RECORDS SHOWN:

^^^^^^^^^^^^^^^^

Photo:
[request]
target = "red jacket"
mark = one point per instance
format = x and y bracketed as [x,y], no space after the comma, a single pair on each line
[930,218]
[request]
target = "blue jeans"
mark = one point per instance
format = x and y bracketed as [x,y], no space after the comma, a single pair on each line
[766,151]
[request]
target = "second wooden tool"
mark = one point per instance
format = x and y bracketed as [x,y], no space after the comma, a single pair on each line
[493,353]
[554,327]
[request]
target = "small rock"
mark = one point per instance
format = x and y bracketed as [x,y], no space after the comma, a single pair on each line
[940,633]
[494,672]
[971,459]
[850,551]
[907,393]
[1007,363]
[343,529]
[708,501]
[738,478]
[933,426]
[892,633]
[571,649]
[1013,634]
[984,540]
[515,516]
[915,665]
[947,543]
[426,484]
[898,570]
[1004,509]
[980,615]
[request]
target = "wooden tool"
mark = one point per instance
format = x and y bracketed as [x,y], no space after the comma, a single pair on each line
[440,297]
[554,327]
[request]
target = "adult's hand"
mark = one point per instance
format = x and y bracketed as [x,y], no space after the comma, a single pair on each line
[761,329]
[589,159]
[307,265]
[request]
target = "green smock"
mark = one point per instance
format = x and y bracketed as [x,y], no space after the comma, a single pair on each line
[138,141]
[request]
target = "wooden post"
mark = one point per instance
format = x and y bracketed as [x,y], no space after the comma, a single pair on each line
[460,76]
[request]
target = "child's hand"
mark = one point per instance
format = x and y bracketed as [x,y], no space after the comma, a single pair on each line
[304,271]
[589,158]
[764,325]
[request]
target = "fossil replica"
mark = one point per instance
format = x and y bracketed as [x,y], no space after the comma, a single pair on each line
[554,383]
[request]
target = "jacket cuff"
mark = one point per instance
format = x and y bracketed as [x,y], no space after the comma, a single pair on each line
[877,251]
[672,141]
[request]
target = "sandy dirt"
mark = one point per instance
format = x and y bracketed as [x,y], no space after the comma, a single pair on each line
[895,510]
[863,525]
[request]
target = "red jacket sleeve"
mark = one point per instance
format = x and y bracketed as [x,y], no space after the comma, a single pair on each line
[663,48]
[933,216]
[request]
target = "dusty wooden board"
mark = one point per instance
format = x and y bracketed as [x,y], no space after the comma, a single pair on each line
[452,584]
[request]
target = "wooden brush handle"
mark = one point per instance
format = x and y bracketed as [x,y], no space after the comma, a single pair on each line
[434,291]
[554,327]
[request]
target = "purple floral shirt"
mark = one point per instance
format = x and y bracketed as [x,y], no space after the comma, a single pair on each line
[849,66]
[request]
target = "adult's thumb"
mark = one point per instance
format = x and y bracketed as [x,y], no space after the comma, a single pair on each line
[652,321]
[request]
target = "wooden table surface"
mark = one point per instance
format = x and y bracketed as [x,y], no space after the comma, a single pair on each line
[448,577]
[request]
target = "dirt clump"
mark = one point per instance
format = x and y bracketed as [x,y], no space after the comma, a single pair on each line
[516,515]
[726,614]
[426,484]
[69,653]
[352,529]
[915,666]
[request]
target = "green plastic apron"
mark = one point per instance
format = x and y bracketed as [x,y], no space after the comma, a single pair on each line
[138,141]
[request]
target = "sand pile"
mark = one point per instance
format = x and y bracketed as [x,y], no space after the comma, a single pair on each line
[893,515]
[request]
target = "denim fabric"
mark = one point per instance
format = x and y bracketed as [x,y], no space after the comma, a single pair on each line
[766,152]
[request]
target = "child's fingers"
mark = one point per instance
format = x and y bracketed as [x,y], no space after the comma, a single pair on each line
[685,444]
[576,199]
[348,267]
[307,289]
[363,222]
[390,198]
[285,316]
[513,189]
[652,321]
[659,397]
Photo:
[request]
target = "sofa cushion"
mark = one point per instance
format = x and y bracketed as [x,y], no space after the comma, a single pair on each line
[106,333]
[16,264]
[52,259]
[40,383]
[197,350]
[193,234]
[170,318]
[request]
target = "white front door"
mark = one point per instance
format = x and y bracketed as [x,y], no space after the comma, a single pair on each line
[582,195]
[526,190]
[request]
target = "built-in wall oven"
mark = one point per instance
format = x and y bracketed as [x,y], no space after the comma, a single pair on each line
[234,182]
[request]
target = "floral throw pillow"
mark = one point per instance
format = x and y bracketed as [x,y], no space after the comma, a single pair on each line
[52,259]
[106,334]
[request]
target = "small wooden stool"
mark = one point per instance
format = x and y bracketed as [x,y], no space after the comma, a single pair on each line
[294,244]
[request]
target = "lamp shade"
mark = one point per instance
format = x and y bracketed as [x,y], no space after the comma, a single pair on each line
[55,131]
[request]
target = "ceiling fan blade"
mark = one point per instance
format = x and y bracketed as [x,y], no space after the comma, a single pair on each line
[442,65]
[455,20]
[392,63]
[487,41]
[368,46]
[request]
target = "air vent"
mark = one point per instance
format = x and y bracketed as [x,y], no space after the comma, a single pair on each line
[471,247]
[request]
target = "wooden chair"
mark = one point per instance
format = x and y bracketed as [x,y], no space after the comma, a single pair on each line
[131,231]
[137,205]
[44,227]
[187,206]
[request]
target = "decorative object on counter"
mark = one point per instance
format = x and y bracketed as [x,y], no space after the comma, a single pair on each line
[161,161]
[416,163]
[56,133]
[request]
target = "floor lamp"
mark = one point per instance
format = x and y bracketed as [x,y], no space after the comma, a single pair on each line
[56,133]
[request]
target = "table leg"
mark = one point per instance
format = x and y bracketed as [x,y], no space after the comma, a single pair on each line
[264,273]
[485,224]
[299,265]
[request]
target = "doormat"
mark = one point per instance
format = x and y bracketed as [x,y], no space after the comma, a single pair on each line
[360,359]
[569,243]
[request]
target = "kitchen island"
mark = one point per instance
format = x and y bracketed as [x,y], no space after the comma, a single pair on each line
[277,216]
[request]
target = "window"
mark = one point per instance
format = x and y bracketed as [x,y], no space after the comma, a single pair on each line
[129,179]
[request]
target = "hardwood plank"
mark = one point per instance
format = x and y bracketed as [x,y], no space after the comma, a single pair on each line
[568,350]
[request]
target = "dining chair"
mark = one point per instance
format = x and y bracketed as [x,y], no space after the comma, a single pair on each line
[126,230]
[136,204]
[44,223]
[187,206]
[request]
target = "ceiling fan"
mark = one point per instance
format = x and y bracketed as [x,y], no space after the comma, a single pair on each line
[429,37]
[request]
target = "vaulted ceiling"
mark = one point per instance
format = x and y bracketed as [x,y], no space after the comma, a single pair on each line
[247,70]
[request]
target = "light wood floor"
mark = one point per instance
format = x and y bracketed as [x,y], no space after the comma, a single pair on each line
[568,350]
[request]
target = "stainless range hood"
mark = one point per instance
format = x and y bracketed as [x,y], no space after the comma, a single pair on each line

^^^^^^^^^^^^^^^^

WHAT THIS TASK INVOLVES: Without leaving anything out, give the entries again exactly.

TASK RESPONSE:
Photo:
[request]
target = "red jacket"
mark = one point per instance
format = x and y bracketed as [x,y], no space after the comma, a single pair on each line
[930,218]
[request]
target = "blue jeans"
mark = one point per instance
format = x and y bracketed as [x,y], no space after the comma, a single pair on each line
[766,151]
[request]
target = "second wooden tool"
mark = one point per instance
format = x and y bracketed as [x,y], no space after the comma, a single pair on each line
[493,353]
[554,327]
[request]
target = "small rock"
mark = one point per instance
format = x and y bracketed as [x,y], no space after the comma, a single pair on each line
[940,633]
[494,672]
[971,459]
[850,551]
[907,393]
[1007,363]
[343,529]
[708,501]
[738,478]
[933,426]
[892,633]
[571,649]
[1013,634]
[984,540]
[515,516]
[915,665]
[947,543]
[426,484]
[898,570]
[1004,509]
[980,615]
[request]
target = "wooden tool"
mark = one point per instance
format = x and y bracketed as [x,y], no space after the comma, a single pair on each line
[440,297]
[554,327]
[request]
target = "adult's hand"
mark = one point per instance
format = x and y bracketed as [x,y], no space after the comma, a single pair on each line
[761,329]
[589,159]
[307,265]
[request]
target = "green smock"
mark = one point per instance
format = x and y bracketed as [x,y], no space after the comma, a single pair on each line
[138,141]
[request]
target = "wooden post"
mark = one point per instance
format = x and y bracketed as [x,y], no space after the comma, a single pair on each line
[460,76]
[request]
target = "child's hand"
mark = one point per instance
format = x and y bracketed as [x,y], no space after the comma, a single pair on each line
[304,271]
[589,158]
[764,325]
[request]
target = "fossil replica"
mark = one point per instance
format = x and y bracketed as [x,y], no space after the comma, a single pair on each line
[554,383]
[request]
target = "jacket cuff"
mark = one point per instance
format = x and y bracketed as [x,y], no space after the comma, a single pair on each line
[877,251]
[672,141]
[request]
target = "sandy dirt"
mark = one point per instance
format = x and y bracketed as [x,y], no space after the comma, a single pair on each line
[895,510]
[863,525]
[request]
target = "red jacket sleeve"
mark = one point per instance
format = x and y bracketed as [x,y], no space after the comma, a single pair on each line
[663,48]
[933,216]
[request]
target = "dusty wooden board"
mark = one point per instance
format = x and y bracketed as [x,y], no space after the comma, a single pair on each line
[452,584]
[request]
target = "wooden brush handle"
mark = one point per instance
format = x and y bracketed as [x,y], no space after the comma, a single pair on each line
[434,291]
[554,327]
[request]
target = "purple floral shirt"
mark = one point per instance
format = x and y bracketed as [x,y], no space after the comma, a single pair on each line
[849,66]
[request]
target = "adult's thumb"
mark = one point per instance
format = x and y bracketed as [x,y], no space after the comma, a single pair on each line
[652,321]
[request]
target = "wooden table surface"
mark = one point per instance
format = x and y bracketed as [x,y], no space after the comma, a single pair on each line
[448,577]
[request]
target = "dirt clump"
mark = one point per instance
format = x and y bracketed as [x,y], no space after the comma, a single pair on each line
[516,515]
[726,614]
[426,484]
[69,653]
[352,529]
[915,666]
[request]
target = "green plastic apron"
mark = one point per instance
format = x and y bracketed as [x,y], no space after the comma, a single pair on each line
[138,141]
[request]
target = "sand pile"
mark = one point per instance
format = x and y bracketed as [x,y], no space after the comma, a single pair on each line
[893,515]
[request]
target = "denim fabric"
mark = one point per instance
format = x and y bracketed as [x,y], no space after the comma, a single pair on each line
[766,152]
[request]
target = "child's fingers"
mark = one point per instance
format = x and y bracketed as [x,y], no space after the comma, a single pair on each line
[685,444]
[576,199]
[348,267]
[307,289]
[363,222]
[390,198]
[285,316]
[513,189]
[652,321]
[659,397]
Photo:
[request]
target = "sofa cushion"
mark = one point per instance
format = x and y bracketed as [x,y], no space after the comma, a single pair on each line
[106,333]
[16,264]
[52,259]
[40,383]
[197,350]
[193,234]
[170,318]
[request]
target = "white front door"
mark = one point per instance
format = x and y bracketed as [x,y], no space after the comma, a single pair on each line
[582,195]
[526,190]
[request]
target = "built-in wall oven"
mark = one point per instance
format = x and y bracketed as [x,y], no space after the comma, a single pair on each line
[234,182]
[request]
target = "floral throw pillow"
mark = one point per instance
format = x and y bracketed as [x,y], no space after the comma, a single pair on each line
[52,259]
[106,334]
[request]
target = "small wooden stool"
mark = one point per instance
format = x and y bracketed as [x,y], no space after the comma, a single pair on each line
[294,244]
[request]
target = "lamp shade"
mark = one point per instance
format = x and y bracketed as [x,y], no space after the comma, a single pair on each line
[55,131]
[request]
target = "ceiling fan blade"
mark = one point per instance
format = x and y bracketed as [x,y], no space after the comma, a single pair on each line
[442,65]
[455,20]
[392,63]
[487,41]
[368,46]
[request]
target = "air vent"
mark = one point per instance
format = x and y bracketed as [x,y], no space after the comma, a single pair on each line
[471,247]
[request]
target = "wooden chair"
mark = one point per instance
format = x and y bracketed as [x,y], no space after the comma, a single pair on each line
[131,231]
[137,205]
[44,227]
[187,206]
[request]
target = "decorative object on counter"
mark = one point per instance
format = x and y bracketed as [x,y], no space after the comma, a single pair on each line
[161,161]
[416,163]
[56,133]
[request]
target = "floor lamp"
mark = one point per instance
format = x and y bracketed as [x,y], no space after the comma, a single pair on each line
[56,133]
[request]
target = "table leg"
mark = one point per instance
format = x and y bracketed as [x,y], no space after the comma, a single pair on each line
[264,273]
[485,224]
[299,265]
[request]
target = "doormat"
mark = one point per instance
format = x and y bracketed as [x,y], no space after the comma, a single pair on each line
[360,359]
[569,243]
[request]
target = "kitchen island"
mark = one point per instance
format = x and y bracketed as [x,y], no space after the comma, a single pair on each line
[277,216]
[request]
target = "window"
mark = one point per instance
format = x and y bracketed as [x,y], no space after the comma, a single pair on each line
[129,179]
[request]
target = "hardwood plank"
mark = one point per instance
format = x and y bracketed as [x,y], no space after the comma, a single pair on each line
[568,350]
[request]
target = "dining chair"
mark = one point per instance
format = x and y bracketed as [x,y], no space after the comma, a single pair on each line
[126,230]
[136,204]
[44,223]
[187,206]
[request]
target = "ceiling fan"
mark = one point per instance
format = x and y bracketed as [x,y], no space after the comma, a single pair on each line
[429,37]
[request]
target = "vaulted ceiling"
mark = one point per instance
format = x and y bracketed as [x,y], no space after the comma, a single pair on each line
[247,70]
[request]
target = "light wood floor"
mark = one point per instance
format = x and y bracketed as [x,y], no space after the comma, a single pair on each line
[568,350]
[request]
target = "stainless range hood"
mark = one point per instance
format = x and y bracketed as [x,y], no space after the comma, a single pair on each line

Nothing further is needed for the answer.